-------- Recorded information

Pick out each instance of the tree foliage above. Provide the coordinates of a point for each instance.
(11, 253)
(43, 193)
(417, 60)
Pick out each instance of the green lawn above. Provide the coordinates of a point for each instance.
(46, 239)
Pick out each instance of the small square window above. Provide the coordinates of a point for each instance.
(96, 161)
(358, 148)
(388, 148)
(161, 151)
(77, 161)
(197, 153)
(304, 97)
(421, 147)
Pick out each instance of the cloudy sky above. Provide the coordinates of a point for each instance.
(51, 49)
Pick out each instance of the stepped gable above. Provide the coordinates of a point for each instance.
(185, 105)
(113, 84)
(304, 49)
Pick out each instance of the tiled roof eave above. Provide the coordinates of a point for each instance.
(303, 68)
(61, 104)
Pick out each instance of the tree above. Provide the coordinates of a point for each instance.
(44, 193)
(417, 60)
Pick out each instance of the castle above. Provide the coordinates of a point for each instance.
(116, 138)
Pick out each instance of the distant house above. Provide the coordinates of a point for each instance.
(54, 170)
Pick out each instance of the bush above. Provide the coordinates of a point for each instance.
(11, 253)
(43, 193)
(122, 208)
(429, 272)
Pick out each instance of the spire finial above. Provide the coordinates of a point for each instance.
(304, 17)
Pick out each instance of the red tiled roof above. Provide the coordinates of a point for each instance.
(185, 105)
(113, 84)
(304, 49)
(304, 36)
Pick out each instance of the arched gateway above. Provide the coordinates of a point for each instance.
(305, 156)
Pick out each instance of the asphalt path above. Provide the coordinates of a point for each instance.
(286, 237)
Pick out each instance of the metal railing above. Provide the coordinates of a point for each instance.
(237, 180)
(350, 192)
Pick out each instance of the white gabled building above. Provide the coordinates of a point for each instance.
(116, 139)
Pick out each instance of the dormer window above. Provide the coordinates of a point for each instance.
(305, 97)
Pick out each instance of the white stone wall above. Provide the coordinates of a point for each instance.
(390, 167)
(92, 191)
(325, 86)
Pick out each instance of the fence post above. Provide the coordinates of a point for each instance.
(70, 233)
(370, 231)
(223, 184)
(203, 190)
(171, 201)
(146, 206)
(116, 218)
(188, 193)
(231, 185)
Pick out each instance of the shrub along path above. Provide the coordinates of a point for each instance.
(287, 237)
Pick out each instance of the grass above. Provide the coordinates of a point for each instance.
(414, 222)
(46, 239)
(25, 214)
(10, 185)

----------------

Task goal:
Write out all the records above again, substituting "occurrence" for every "instance" and keeping everything else the same.

Result:
Pick out each occurrence of the tree foliage above. Provide the coordinates of a point for each occurrence.
(11, 253)
(43, 193)
(417, 60)
Pick out each occurrence of the green lawn above. Provide the coordinates of a point for each occurrence.
(46, 239)
Pick out each occurrence of the small square window above. Provide the coordinates of a point for each occurrence.
(96, 161)
(358, 148)
(388, 148)
(161, 151)
(77, 161)
(197, 153)
(304, 97)
(421, 147)
Pick out each occurrence of the cloudy sky above. Provide the coordinates of a point for each occurrence.
(51, 49)
Pick out each occurrence of the stepped gable above. Provide the coordinates of a point for each occurrence.
(185, 105)
(113, 84)
(304, 49)
Pick out each occurrence of the tiled roof eave above. Provide the coordinates of a point for each occurrence.
(303, 68)
(61, 104)
Pick out each occurrence of the tree above. Provide the coordinates of a point for each occurrence.
(44, 193)
(417, 60)
Pick out each occurrence of the castle above. Provide the coordinates of a point for each occurrence.
(116, 138)
Pick out each occurrence of the distant house above. Provide the coordinates of a point for each occurrence.
(54, 170)
Pick out each occurrence of the bush above. Provide the coordinates of a point for each occurrence.
(11, 253)
(43, 193)
(122, 208)
(429, 272)
Pick out each occurrence of the spire finial above. Provide the coordinates of a point for each occurrence.
(304, 17)
Pick out each occurrence of the red tiled roof above. Provide the coordinates of a point for each occurrence.
(185, 105)
(113, 84)
(304, 49)
(304, 36)
Pick out each occurrence of the arched gateway above. Provide the coordinates of a point for each occurrence.
(305, 156)
Pick out each occurrence of the asphalt path above. Provide the coordinates of a point for each occurrence.
(286, 237)
Pick out each occurrence of the metal railing above. Provide the coordinates of a point for each occurrence.
(237, 180)
(350, 192)
Pick out each occurrence of the white gabled building above. Provide the coordinates of a point for each occurrence.
(116, 139)
Pick out each occurrence of the dormer window above. Provide the coordinates of a point for each occurrence.
(305, 97)
Pick out each occurrence of the white stone wall above. Provide the coordinates of a point for each occurrence.
(390, 167)
(92, 191)
(325, 86)
Pick out each occurrence of the fence post above. Provide the coordinates of a point for each occurrence.
(70, 233)
(370, 231)
(223, 184)
(203, 190)
(171, 201)
(146, 206)
(116, 218)
(188, 193)
(231, 185)
Pick out each occurrence of the shrub along path above. Provide the coordinates of a point for each occurrence.
(287, 237)
Pick out each occurrence of the grass above. Provide the coordinates of a point for each occurrence.
(414, 222)
(46, 239)
(25, 214)
(10, 185)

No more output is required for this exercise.